Belirtilen sorun: Dizi yorumundaki "Mete, Dafne, İsmail" ile başlayıp "başlıyor gibi oldu." ile biten kısmı, "dizi" yerine "yapım" koyarak güncelleyin ve yeniden yazın.

Seçilen pasaj:
Mete, Dafne, İsmail derken “Bir Selin Karaca vardı ne oldu ona?” dedik son bölümde de. Belli ki bu karakterlerle belli bir yöne gitmek planlanmıştı ama seyirci görüşleri doğrultusunda bambaşka bir yön verildi hikayeye. Onca bölüm çeşitli klişe ve Yeşilçamvari olaylarla rölantide gidildikten sonra çılgın bir ivmeyle seyircisini de manyak eden bir duygu karmaşasına sokmayı başaran dizi sanki flashback yapılan sezon finalindeki sahnede Poyraz’ın söylediği gibi daha yeni başlıyor gibi oldu.

Gösterilen bilgiler:
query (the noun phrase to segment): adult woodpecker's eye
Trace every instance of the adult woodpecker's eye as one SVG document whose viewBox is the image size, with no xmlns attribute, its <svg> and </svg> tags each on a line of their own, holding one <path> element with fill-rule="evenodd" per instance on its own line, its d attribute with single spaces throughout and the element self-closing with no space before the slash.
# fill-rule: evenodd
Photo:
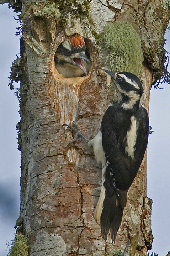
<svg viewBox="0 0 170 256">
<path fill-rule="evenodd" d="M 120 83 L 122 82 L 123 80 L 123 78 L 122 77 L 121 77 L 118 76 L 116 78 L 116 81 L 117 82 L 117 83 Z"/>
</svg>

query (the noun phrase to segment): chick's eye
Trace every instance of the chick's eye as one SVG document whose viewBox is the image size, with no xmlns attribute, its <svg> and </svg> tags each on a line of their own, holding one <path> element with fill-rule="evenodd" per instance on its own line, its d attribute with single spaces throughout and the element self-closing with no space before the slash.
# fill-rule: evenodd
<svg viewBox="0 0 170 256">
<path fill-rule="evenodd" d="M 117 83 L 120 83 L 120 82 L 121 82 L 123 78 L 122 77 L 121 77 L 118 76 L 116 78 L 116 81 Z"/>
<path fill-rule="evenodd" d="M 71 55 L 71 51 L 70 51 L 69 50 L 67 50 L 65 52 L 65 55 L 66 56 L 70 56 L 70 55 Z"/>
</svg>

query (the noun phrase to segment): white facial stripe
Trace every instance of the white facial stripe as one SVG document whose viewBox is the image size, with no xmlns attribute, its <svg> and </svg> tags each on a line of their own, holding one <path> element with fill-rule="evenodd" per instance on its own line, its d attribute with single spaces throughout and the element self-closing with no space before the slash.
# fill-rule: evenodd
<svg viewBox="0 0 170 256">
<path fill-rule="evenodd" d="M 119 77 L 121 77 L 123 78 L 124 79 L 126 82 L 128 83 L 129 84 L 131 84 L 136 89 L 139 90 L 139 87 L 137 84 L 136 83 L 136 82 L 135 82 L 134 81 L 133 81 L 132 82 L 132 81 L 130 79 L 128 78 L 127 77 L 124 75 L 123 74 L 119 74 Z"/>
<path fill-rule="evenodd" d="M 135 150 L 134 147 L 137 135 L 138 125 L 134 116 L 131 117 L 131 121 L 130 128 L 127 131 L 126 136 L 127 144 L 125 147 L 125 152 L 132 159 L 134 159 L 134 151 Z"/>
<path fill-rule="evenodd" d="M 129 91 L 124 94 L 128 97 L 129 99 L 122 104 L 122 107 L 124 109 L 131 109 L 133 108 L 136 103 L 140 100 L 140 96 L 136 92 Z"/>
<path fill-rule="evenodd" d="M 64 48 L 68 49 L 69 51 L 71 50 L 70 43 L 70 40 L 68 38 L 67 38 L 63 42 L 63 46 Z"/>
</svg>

--

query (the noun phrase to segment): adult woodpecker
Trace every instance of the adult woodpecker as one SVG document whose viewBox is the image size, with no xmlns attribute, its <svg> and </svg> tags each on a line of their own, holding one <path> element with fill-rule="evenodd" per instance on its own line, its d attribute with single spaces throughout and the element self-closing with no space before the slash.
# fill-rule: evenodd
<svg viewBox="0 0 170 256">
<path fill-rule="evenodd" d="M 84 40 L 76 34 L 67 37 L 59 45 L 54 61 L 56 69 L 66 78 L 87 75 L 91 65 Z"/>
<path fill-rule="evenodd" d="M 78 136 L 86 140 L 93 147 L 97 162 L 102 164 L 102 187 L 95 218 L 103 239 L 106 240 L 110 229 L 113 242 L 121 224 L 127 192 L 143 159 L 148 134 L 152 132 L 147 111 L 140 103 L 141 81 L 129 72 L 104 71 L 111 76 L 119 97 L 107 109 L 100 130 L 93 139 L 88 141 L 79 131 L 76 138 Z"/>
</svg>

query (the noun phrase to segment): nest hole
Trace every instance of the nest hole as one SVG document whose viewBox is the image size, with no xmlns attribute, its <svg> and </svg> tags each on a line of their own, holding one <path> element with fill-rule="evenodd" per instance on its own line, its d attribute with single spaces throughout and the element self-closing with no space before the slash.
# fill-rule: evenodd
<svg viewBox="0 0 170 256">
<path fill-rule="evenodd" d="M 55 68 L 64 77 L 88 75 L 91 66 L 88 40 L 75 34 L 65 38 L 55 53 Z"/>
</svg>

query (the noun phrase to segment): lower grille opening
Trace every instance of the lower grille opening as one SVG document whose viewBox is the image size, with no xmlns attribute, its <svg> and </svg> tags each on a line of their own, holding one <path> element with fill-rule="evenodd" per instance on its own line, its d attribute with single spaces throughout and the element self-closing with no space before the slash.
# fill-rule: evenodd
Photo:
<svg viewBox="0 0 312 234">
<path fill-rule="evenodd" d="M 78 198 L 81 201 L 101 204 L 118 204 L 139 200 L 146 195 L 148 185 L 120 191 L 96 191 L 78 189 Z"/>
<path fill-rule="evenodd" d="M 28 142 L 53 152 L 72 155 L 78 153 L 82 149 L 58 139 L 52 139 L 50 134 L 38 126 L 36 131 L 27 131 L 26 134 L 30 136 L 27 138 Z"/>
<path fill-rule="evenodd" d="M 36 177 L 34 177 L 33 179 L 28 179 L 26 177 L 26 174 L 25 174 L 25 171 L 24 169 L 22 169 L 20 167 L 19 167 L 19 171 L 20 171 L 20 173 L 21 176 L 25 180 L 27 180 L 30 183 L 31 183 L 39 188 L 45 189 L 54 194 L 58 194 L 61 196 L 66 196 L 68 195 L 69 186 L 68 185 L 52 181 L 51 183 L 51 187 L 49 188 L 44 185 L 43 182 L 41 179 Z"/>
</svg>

Göreve yanıt:
Mete, Dafne, İsmail derken “Bir Selin Karaca vardı ne oldu ona?” dedik son bölümde de. Belli ki bu karakterlerle belli bir yöne gitmek planlanmıştı ama seyirci görüşleri doğrultusunda bambaşka bir yön verildi hikayeye. Onca bölüm çeşitli klişe ve Yeşilçamvari olaylarla rölantide gidildikten sonra çılgın bir ivmeyle seyircisini de manyak eden bir duygu karmaşasına sokmayı başaran yapım sanki flashback yapılan sezon finalindeki sahnede Poyraz’ın söylediği gibi daha yeni başlıyor gibi oldu.